La botanica “biologica” focalizzando l’attenzione sullo studio delle piante “utili”, può offrire materiale di elezione per ricerche di tipo fitochimico e farmacologico, un approccio privilegiato per lo studio e lo sviluppo di nuovi principi attivi.
Nelle comunità rurali delle Ande peruviane settentrionali, il guaritore tradizionale o curandero ha un ruolo centrale: è l’intermediario tra il nostro mondo e il mondo delle forze spirituali; ed è allo stesso tempo anche un terapeuta e un esperto:
– delle piante curative,
– delle piante psicotrope (usate per risvegliare spiriti religiosi, in termini farmacologici, per raggiungere stati alterati di coscienza)
– delle piante tossiche
La cultura sciamanica nell’area Andina del Perù risale a periodi pre-colombiani, continuamente arricchita da apporti interculturali e interetnici, fino a quelli, relativamente recenti, della medicina europea, attraverso la conquista. (Reducciones dei Gesuiti)
In questo sistema medico tradizionale, le piante psicoattive giocano un ruolo essenziale, come intermediarie tra ciò che è umano e ciò che è soprannaturale. Gli sciamani Andini ne associano l’azione con una depersonalizzazione soprannaturale o con una dissociazione del corpo dallo spirito.
Le pratiche sacramentali intendono stabilire un contatto con il sacro per produrre uno stato di estasi. Il rito divinatorio rende capace lo sciamano di trovare le origini delle malattie ed i rimedi per la loro cura, o per localizzare un oggetto o una persona scomparsi.
La maggior parte delle malattie, causate da uno squilibrio nel rapporto naturale fra uomo andino e natura, ancora oggi è trattato dall’Uomo di Medicina, perché la medicina “moderna” anche se presente, non può dare risposte efficaci.
“La malattia è provocata da eventi soprannaturali. Ogni pianta, ogni montagna, i laghi, i fiumi sono dotati di uno spirito che può provocare un disordine nell’armonia e quindi infermità nell’uomo.

§ Elenco fornito
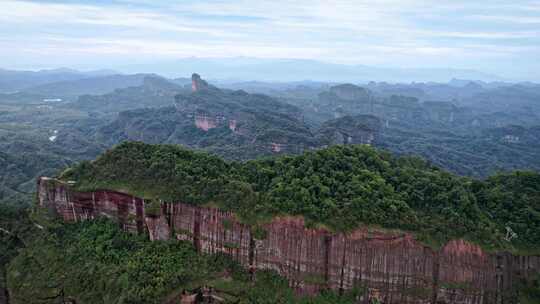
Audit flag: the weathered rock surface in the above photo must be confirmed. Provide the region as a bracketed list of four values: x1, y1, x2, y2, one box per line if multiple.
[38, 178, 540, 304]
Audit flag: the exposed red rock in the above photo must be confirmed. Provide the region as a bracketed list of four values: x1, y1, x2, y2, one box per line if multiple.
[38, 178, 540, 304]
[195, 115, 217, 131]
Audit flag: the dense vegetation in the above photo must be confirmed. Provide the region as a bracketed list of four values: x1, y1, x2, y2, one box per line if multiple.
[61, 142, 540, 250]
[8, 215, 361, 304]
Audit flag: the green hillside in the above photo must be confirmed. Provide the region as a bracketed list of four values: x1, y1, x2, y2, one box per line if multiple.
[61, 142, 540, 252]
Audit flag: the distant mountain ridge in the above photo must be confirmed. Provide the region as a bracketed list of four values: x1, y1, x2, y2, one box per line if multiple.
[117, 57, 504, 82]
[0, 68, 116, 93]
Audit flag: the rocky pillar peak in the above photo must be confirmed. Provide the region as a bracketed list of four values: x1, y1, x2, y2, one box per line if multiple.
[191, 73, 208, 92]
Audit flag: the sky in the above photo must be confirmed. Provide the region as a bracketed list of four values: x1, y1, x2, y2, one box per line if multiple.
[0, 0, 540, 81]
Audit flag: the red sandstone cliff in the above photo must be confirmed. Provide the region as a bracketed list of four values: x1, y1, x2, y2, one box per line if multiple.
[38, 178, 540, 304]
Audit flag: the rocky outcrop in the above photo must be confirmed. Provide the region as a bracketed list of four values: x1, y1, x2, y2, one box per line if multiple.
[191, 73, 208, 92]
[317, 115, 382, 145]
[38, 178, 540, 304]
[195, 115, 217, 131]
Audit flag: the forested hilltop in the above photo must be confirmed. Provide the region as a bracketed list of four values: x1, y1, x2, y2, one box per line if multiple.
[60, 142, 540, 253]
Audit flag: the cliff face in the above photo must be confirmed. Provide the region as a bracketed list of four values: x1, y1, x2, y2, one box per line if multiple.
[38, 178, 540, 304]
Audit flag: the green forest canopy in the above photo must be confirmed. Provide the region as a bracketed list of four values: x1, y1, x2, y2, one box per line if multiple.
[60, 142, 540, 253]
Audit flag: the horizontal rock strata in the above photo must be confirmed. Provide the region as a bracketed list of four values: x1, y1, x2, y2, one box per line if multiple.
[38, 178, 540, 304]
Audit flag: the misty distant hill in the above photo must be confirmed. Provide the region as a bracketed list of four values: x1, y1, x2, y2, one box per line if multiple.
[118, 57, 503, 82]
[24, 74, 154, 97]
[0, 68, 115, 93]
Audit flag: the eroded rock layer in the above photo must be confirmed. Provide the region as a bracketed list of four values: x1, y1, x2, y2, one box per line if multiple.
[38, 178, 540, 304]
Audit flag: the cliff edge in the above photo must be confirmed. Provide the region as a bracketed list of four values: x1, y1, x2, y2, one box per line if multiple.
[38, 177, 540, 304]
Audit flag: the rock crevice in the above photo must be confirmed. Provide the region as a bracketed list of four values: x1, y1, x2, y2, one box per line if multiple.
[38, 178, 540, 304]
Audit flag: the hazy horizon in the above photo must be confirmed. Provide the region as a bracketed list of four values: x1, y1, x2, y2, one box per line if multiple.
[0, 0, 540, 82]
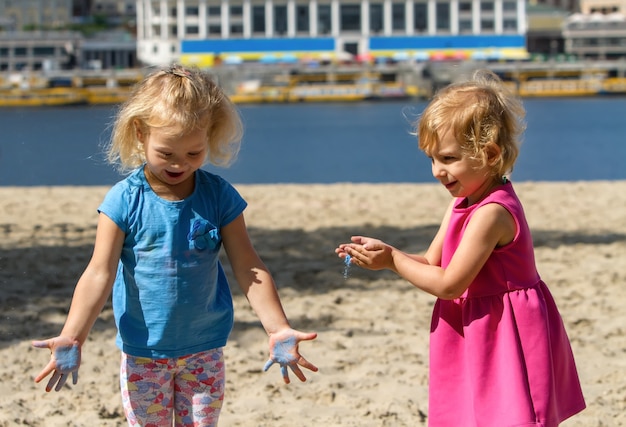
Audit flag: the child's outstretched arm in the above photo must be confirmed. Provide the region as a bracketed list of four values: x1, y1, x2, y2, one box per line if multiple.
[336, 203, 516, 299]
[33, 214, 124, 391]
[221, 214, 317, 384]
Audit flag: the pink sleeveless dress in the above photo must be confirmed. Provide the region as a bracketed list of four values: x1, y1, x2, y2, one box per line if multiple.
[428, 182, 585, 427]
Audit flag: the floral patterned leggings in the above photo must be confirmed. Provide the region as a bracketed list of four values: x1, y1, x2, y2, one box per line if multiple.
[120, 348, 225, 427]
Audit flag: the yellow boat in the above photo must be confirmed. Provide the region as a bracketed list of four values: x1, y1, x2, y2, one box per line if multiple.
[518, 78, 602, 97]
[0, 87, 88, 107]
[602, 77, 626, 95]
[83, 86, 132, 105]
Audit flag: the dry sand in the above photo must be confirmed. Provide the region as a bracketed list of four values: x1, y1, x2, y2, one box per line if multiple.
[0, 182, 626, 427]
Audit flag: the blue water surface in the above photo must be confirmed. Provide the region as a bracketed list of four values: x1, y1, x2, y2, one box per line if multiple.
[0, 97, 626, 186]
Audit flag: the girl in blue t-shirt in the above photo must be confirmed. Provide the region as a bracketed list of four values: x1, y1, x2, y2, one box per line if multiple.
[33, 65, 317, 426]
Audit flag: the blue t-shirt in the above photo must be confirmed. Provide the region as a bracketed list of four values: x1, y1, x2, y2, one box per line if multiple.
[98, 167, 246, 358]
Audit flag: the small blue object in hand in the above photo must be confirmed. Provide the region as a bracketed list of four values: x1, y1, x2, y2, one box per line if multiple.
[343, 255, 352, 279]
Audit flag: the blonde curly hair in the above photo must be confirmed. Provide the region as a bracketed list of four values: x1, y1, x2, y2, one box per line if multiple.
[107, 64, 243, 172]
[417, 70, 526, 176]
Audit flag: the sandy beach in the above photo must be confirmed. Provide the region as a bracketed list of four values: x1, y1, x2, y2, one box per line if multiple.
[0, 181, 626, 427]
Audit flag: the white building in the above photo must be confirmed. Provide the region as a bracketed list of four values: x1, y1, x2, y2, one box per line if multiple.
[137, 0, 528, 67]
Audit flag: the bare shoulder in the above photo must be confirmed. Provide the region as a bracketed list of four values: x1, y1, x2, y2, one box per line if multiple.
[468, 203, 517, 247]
* * *
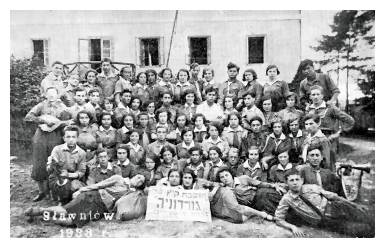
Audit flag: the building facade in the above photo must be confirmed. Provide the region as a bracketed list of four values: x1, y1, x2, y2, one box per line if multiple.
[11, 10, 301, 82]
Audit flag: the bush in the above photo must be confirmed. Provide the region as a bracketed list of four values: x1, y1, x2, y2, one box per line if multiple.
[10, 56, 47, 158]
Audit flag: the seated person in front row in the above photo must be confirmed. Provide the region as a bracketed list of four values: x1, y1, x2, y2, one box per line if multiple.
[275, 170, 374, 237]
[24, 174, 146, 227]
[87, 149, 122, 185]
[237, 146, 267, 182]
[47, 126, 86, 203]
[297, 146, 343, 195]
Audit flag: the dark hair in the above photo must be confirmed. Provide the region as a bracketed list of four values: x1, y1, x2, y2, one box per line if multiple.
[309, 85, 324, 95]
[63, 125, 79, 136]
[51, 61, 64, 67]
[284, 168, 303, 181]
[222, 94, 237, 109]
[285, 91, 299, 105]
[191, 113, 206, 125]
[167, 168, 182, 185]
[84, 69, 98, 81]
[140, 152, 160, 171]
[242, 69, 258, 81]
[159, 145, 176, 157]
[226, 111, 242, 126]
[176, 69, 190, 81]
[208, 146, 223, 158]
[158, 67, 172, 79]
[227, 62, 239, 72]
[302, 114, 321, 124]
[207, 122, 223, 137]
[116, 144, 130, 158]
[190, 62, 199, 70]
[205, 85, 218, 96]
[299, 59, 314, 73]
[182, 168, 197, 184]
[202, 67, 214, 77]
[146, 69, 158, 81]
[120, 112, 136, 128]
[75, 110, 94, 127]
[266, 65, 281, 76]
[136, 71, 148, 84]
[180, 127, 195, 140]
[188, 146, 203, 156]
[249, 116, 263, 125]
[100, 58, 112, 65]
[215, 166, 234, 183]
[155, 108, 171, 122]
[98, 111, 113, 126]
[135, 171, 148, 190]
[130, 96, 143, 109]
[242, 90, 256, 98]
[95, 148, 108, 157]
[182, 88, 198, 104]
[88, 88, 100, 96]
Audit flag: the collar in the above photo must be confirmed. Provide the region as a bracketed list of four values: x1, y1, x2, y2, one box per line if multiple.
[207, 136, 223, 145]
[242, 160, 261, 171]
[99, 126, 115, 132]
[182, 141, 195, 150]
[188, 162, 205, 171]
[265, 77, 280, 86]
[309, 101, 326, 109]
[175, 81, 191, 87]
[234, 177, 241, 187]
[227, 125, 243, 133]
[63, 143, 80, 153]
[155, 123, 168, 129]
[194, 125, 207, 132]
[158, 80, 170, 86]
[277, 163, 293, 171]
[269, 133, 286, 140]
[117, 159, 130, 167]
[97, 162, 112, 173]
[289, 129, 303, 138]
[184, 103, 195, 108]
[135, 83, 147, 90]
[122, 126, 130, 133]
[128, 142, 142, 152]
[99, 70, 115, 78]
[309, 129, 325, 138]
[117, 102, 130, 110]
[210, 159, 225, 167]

§ Consegna 1
Traduci in inglese questa frase del brano sulla medicina tradizionale andina: «Le pratiche sacramentali intendono stabilire un contatto con il sacro per produrre uno stato di estasi.»
§ Consegna 2
Continua il brano sulla medicina tradizionale andina dopo la sua ultima frase.

§ Risposta attesa 1
Sacramental practices aim to establish contact with the sacred in order to produce a state of ecstasy.

§ Risposta attesa 2
Le piante medicinali curano perché possiedono un proprio spirito, una virtù che combatte gli influssi negativi (“encantos”) causati da entità avverse”.
Le più importanti piante psicoattive adoperate nelle pratiche tradizionali sono i cactus Tricocereus pachanoi “San Pedro”.
(Britt. Et Rose e T. peruvianus Britt. Et Rose).
Contengono mescalina e derivati della fenetilamina, ben conosciute per le loro proprietà psicofarmacologiche. Molto poco si sa riguardo all’impiego di altre specie, ritenute allucinogene e normalmente usate in associazione al San Pedro nei riti magico-terapeutici dei curanderos.
L’”hornamo morado” [Valeriana adscendens Trel. (Valerianaceae)] é aggiunto al decotto di San Pedro per aumentare il potere allucinogeneo.
Attraverso il consumo di San Pedro, il curandero raggiunge la trance; lo sciamano effettua, la diagnosi, vede la causa delle malattie e prescrive il rimedio vegetale. E’ la pianta centrale del curanderismo andino: nella religione cristiana San Pietro è colui che possiede le chiavi del paradiso; parallelamente il cactus mescalinico permette al curandero di separare la propria anima dal corpo, raggiungere il mondo delle forze soprannaturali, vedere la causa della malattia, scegliere quale specie medicinale può essere utile nella terapia.
I curanderos possiedono una profonda conoscenza botanica e delle “mishas”. Conoscono le varie specie di Brugmansia, i loro ibridi, la morfologia, le proprietà farmacologiche, tassonomia.
Per le potenti attività centrali delle “mishas” il loro uso è strettamente riservato al curandero.
Su una delle “mishas”, Brugmansia arborea L. (Lagerheim) hanno condotto studi chimici e farmacologici, che hanno da una parte portato all’isolamento di tre alcaloidi:
gli estratti della pianta presentano importanti effetti sul sistema nervoso centrale. Estratti di B. arborea ed i composti isolati riducono, in esperimenti in vitro, la dipendenza da morfina. I dati mostrano una elevata attività anticolinergica e confermano in maniera sperimentale gli usi tradizionali della pianta.